• _Text block_
*** Begin section ***

The German Studies Department offers a full range of undergraduate courses in German, beginning with elementary German for those with no prior background and progressing to advanced courses on cultural, literary, and historical topics relevant to the German-speaking world. In addition, the department offers courses in Yiddish and on Yiddish culture as well as courses in English on German film, literature, and culture. In addition to its course offerings at Emory, the department has affiliations with semester- and year-long study abroad programs at the universities of Freiburg, Berlin and Vienna, as well as its own eight-week-long summer program in Vienna. For more details on the department's vision, click here.
The department offers both a major and minor in German Studies, and many students combine their study of German with another discipline. For instance, in the past few years German majors and minors have also majored or minored in Biology, Physics, Philosophy, Political Science, Business, History, Sociology, and Italian and then used that combination to go on to pursue careers in medicine, education, law, business, and non-profit work. Click on the links to the left to learn more about the requirements for the major or minor, or make an appointment to speak with the Director of Undergraduate Studies about the study of German at Emory.
Please consult the online Emory College Course Catalogue for a complete overview of the department's course offerings and the class schedules for the courses currently being offered. Those who have studied German before coming to Emory should take the online placement test to determine which course is best suited to their abilities.
It is a particularly exciting time to study German at Emory because of the collaborative effort underway within the department to revise its undergraduate curriculum. Central to the curricular reform is the abolition of the division between so-called "language" courses at the lower level of instruction and so-called "content" courses at the upper level. This curricular reform has resulted in a four-year curriculum that integrates the study of language and content at all levels of instruction and articulates how one curricular level builds on the previous level. Moreover, with a much stronger content orientation in the lower levels, students can already begin examining themes, texts, and discourses that (re)signify German-speaking cultures in first-year German, a level of inquiry that typically does not commence until the third year of instruction in a divided curriculum.

*** End section ***

• _Listed entries_
*** Begin section ***

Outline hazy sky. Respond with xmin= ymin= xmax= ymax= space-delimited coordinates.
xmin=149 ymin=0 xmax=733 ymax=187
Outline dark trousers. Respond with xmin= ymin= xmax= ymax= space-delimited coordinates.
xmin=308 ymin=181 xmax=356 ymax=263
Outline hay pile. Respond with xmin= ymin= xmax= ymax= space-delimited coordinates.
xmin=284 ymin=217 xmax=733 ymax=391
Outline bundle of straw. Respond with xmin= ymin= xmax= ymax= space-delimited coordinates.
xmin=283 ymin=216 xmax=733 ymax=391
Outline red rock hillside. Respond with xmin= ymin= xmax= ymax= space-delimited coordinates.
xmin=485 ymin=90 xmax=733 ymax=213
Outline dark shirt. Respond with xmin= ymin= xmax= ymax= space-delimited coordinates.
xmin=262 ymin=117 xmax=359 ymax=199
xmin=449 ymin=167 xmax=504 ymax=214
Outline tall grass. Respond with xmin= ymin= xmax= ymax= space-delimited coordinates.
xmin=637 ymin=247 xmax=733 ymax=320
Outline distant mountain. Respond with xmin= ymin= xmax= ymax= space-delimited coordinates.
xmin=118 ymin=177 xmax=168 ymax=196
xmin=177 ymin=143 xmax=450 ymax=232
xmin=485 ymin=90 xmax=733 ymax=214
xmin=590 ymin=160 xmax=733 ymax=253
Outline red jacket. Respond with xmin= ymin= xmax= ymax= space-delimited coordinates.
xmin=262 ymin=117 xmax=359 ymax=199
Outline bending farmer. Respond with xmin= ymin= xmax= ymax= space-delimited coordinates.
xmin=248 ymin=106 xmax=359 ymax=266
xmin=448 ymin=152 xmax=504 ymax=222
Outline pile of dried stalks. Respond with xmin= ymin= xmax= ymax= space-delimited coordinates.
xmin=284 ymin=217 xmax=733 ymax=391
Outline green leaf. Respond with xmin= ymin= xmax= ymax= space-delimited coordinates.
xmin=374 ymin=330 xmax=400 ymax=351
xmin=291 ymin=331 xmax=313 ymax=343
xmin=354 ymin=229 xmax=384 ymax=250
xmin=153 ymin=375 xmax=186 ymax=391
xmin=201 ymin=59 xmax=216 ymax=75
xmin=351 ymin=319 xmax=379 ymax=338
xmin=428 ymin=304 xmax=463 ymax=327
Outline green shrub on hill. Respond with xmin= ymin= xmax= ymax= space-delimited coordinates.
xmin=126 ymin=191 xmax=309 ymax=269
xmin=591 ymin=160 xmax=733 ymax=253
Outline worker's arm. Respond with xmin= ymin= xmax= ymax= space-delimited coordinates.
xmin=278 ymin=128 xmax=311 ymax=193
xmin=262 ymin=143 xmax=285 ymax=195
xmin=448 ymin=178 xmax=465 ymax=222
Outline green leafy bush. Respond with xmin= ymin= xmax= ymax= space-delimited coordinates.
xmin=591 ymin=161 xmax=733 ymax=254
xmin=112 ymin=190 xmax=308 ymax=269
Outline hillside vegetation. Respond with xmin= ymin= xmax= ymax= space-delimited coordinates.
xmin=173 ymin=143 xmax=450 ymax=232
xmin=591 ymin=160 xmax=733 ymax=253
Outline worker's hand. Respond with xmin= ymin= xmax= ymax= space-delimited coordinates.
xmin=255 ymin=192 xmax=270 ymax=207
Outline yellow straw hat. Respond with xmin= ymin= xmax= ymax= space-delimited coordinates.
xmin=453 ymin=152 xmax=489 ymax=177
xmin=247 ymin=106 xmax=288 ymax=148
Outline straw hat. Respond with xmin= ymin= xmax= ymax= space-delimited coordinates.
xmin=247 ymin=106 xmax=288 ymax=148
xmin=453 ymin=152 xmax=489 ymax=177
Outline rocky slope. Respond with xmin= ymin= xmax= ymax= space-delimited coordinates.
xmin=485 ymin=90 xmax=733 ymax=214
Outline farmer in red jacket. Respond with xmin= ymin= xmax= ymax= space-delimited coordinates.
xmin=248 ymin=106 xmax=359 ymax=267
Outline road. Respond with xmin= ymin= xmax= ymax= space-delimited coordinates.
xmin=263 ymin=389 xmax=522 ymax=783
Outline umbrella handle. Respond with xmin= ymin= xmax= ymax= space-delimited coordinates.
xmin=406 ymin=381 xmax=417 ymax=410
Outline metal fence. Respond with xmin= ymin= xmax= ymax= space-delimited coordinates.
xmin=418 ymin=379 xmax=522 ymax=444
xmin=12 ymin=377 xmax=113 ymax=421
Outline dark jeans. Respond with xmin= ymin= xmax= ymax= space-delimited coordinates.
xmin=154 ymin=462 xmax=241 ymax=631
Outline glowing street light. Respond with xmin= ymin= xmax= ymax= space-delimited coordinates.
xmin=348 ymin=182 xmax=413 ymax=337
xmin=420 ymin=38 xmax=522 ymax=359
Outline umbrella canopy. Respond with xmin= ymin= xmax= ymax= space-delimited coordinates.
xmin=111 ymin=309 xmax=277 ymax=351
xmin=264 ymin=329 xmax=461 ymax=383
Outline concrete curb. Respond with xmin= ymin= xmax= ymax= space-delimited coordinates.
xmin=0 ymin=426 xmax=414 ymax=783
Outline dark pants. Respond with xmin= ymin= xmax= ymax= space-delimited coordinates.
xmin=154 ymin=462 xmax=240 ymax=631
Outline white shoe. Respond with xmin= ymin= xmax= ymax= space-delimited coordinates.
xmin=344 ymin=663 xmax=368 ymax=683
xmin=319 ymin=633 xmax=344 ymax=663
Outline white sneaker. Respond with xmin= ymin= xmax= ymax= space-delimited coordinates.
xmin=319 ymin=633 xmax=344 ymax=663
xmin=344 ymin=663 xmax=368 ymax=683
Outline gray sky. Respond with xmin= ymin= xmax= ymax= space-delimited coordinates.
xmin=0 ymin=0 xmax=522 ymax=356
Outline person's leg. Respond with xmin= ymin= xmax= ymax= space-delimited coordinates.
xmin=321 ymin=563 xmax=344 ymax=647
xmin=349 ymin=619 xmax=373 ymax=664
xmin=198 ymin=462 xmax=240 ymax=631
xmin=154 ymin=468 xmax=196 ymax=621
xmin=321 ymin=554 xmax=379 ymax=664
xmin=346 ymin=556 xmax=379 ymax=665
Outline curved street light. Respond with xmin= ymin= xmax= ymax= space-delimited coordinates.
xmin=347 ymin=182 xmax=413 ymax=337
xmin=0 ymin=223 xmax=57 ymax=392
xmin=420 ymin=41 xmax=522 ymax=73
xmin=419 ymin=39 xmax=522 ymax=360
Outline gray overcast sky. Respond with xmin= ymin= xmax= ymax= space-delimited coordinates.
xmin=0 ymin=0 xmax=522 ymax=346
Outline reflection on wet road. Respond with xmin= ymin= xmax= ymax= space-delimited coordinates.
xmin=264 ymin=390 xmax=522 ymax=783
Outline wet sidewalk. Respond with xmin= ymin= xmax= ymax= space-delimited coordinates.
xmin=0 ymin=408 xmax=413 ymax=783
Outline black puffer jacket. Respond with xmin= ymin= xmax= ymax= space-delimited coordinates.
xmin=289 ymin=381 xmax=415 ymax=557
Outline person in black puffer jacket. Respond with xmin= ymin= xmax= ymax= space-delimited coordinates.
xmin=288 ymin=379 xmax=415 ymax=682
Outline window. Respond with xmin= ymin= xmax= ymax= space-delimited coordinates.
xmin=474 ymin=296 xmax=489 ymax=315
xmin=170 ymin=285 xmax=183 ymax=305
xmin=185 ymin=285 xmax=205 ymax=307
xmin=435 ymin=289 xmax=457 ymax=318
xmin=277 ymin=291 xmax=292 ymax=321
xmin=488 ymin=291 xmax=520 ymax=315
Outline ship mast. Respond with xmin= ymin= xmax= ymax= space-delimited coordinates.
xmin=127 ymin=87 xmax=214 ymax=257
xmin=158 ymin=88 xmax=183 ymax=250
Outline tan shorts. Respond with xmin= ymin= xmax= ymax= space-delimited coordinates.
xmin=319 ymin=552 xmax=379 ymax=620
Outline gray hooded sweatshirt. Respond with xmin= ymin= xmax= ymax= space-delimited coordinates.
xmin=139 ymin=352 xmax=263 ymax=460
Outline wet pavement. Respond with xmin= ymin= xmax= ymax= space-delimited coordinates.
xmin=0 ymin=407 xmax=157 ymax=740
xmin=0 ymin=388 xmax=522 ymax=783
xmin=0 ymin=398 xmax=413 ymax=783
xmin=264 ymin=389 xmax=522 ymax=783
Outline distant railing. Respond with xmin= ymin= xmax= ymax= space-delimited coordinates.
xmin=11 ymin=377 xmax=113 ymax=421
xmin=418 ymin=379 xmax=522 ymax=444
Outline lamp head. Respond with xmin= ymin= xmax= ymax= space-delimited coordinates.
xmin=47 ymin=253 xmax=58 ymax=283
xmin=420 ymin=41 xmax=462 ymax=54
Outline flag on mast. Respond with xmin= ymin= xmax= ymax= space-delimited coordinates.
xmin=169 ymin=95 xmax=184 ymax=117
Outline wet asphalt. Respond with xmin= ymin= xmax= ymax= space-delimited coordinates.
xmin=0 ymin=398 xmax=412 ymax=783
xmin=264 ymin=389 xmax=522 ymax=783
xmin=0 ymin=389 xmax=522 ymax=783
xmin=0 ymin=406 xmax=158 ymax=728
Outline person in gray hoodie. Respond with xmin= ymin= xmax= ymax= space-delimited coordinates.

*** End section ***

• _Work request A_
According to the German Studies text, where does the department run its own eight-week summer program?
• _Work request B_
From the German Studies text, write out the part that opens with the words containing "The department offers both" and closes with "German at Emory.", swapping "Biology" for "Chemistry".
The material after the German Studies text is separate from it.

• _Response area A_
Vienna

• _Response area B_
The department offers both a major and minor in German Studies, and many students combine their study of German with another discipline. For instance, in the past few years German majors and minors have also majored or minored in Chemistry, Physics, Philosophy, Political Science, Business, History, Sociology, and Italian and then used that combination to go on to pursue careers in medicine, education, law, business, and non-profit work. Click on the links to the left to learn more about the requirements for the major or minor, or make an appointment to speak with the Director of Undergraduate Studies about the study of German at Emory.